◆ **EXERCISE REQUIREMENTS**: Your answer must be the full set of records, repeated exactly.

(Point-per-instance localization data)
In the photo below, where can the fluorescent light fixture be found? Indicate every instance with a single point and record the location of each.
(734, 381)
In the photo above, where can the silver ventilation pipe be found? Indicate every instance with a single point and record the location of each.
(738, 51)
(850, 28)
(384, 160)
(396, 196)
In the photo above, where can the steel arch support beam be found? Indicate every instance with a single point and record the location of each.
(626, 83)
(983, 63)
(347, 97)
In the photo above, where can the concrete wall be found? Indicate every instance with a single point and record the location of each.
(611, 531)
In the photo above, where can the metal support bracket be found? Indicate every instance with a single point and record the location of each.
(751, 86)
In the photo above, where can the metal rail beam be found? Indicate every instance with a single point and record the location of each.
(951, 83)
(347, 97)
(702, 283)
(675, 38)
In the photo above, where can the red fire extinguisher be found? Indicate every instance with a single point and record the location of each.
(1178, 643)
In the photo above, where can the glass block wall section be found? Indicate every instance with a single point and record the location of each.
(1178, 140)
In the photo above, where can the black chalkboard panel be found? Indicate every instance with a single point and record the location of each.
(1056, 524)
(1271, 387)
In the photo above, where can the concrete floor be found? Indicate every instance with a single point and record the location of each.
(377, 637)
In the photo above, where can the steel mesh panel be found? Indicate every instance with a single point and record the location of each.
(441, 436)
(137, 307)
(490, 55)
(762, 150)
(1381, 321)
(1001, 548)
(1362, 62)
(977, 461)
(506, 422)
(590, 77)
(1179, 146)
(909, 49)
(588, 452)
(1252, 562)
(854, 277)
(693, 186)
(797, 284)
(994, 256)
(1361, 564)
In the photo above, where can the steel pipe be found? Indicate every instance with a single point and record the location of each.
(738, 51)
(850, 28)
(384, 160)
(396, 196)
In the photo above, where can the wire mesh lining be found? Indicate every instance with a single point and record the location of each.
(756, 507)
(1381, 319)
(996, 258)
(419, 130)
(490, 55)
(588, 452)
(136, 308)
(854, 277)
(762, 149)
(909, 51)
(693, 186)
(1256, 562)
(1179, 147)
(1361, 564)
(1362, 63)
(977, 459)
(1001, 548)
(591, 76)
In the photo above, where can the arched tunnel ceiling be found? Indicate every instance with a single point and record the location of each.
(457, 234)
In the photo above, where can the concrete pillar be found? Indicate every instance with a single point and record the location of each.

◆ **RESPONSE TO THIS TASK**:
In the photo below, where can the fluorescent light fixture be found? Indicate every instance with a single point and record the location of each.
(734, 381)
In the photo above, where can the silver ventilation pipe be found? Indicate every instance with a single point and record the location of each.
(738, 51)
(850, 28)
(384, 160)
(396, 196)
In the photo above, where can the steel arch support beam be found? Indicate every instance with a single point and record the location of each.
(626, 83)
(983, 63)
(347, 97)
In the photo above, where can the concrete wall be found? Indicate every instance with a single point and record the location of each.
(611, 531)
In the photo above, where can the metal support bracket be found? Indicate every instance with a single point and record the location of each.
(751, 86)
In the photo above, where can the metal rail beam be found? Indicate every instance with a single point and record the location of each.
(951, 83)
(347, 97)
(702, 283)
(675, 38)
In the photo above, where can the red fire extinguisher be found? Indicate every instance with a single point and record the location of each.
(1178, 643)
In the photo above, where can the glass block wall section be found? Indicate every instance with a single point and record the location of each.
(1178, 140)
In the photo above, where can the black chalkboard panel be found? Indicate every instance with a single point and record the location of each.
(1056, 524)
(1271, 387)
In the photo above, where can the concrete floor be found? Indicate every instance with a single point and record the location of each.
(377, 637)
In the photo above, where can the steel mesh panel be found? Indicate every instance with a single point and record the location of each.
(441, 436)
(137, 307)
(490, 55)
(762, 150)
(1381, 321)
(1001, 548)
(1362, 62)
(977, 461)
(506, 422)
(590, 77)
(1179, 146)
(909, 49)
(588, 452)
(1252, 562)
(854, 277)
(693, 186)
(797, 284)
(994, 256)
(1361, 564)
In the photo above, where can the steel pipe be found? Indicate every instance with a single point and record the location of each.
(738, 51)
(850, 28)
(384, 160)
(396, 196)
In the photo above, where can the wire mesh lining be found? Indicate every instance with a single point and record the location of each.
(756, 507)
(1381, 319)
(996, 258)
(419, 130)
(490, 55)
(588, 452)
(136, 308)
(854, 277)
(762, 149)
(909, 51)
(693, 186)
(1256, 562)
(1179, 147)
(1361, 564)
(1362, 63)
(977, 459)
(1001, 548)
(591, 76)
In the photo above, where can the arched tunnel ceiling be found? Indicate every instance with a single point and record the location of each.
(457, 234)
In the photo above, where can the concrete pillar be found? Indicate every instance with a single point and record the location of each.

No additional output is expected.